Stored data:
..........

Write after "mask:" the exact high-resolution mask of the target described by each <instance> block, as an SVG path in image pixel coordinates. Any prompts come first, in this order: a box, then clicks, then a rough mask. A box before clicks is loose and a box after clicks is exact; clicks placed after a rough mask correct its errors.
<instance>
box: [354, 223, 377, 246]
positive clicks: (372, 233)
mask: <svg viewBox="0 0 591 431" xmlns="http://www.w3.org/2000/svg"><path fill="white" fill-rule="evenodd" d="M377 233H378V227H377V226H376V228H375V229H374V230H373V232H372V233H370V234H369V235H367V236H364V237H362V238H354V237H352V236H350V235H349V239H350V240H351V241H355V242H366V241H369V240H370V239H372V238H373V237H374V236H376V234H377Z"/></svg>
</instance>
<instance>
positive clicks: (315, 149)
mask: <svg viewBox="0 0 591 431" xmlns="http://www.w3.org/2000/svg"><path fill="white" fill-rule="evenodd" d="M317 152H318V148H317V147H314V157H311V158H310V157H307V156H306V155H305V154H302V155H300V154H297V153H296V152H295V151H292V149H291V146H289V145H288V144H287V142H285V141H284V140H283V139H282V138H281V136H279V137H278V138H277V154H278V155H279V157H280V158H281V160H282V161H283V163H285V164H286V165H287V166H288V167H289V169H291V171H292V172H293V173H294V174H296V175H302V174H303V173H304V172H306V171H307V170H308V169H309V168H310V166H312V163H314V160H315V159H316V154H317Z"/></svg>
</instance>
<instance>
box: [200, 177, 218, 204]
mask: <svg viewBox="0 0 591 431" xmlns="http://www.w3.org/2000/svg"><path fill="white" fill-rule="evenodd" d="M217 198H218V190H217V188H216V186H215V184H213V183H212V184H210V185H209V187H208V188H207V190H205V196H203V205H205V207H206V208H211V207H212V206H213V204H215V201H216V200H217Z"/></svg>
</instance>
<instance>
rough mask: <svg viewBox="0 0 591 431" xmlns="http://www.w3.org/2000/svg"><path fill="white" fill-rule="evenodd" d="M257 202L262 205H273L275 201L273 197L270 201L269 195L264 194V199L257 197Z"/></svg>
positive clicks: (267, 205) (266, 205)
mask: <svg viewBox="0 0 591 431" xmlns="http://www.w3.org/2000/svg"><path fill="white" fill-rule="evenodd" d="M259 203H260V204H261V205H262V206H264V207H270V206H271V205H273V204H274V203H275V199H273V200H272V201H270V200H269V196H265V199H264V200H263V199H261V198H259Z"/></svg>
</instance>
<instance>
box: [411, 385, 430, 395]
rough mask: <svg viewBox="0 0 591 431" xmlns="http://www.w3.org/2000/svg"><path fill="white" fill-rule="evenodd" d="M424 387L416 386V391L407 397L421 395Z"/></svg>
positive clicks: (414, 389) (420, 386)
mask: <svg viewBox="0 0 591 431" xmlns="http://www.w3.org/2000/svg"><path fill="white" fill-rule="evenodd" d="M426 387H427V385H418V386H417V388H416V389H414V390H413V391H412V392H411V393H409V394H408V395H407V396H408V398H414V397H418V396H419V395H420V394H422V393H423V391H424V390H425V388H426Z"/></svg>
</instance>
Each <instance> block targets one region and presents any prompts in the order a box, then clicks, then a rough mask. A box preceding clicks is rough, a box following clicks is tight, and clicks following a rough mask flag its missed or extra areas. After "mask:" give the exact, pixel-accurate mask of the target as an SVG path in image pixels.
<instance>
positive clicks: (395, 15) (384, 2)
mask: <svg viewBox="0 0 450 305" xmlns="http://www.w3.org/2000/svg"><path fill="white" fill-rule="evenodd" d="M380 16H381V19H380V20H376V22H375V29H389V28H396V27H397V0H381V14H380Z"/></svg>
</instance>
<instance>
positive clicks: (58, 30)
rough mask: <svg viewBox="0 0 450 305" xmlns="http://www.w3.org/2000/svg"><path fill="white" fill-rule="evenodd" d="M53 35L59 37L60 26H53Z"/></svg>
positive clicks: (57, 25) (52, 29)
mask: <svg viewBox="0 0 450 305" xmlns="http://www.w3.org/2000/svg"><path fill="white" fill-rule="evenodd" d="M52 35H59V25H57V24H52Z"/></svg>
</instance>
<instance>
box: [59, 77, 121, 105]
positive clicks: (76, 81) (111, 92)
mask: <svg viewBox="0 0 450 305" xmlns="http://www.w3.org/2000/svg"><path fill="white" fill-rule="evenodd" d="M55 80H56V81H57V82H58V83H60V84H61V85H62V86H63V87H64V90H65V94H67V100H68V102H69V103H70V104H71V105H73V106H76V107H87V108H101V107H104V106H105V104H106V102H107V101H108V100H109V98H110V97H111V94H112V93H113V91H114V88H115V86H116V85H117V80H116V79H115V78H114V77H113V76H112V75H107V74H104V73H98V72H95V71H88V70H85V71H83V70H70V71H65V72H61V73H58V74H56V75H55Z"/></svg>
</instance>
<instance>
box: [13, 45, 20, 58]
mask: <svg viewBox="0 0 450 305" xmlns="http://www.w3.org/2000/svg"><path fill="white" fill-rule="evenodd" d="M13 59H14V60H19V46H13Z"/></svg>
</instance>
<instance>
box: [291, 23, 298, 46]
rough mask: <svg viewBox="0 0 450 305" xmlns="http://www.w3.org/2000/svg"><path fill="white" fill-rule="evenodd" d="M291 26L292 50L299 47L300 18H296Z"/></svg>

..........

▶ _ACTION ITEM_:
The lines to reproduce run from the one that contains "box: [291, 23, 298, 46]" through the last line above; copy them exactly.

▶ _SOLUTION BELOW_:
box: [291, 23, 298, 46]
rough mask: <svg viewBox="0 0 450 305" xmlns="http://www.w3.org/2000/svg"><path fill="white" fill-rule="evenodd" d="M291 26L292 50L299 47L300 18H296Z"/></svg>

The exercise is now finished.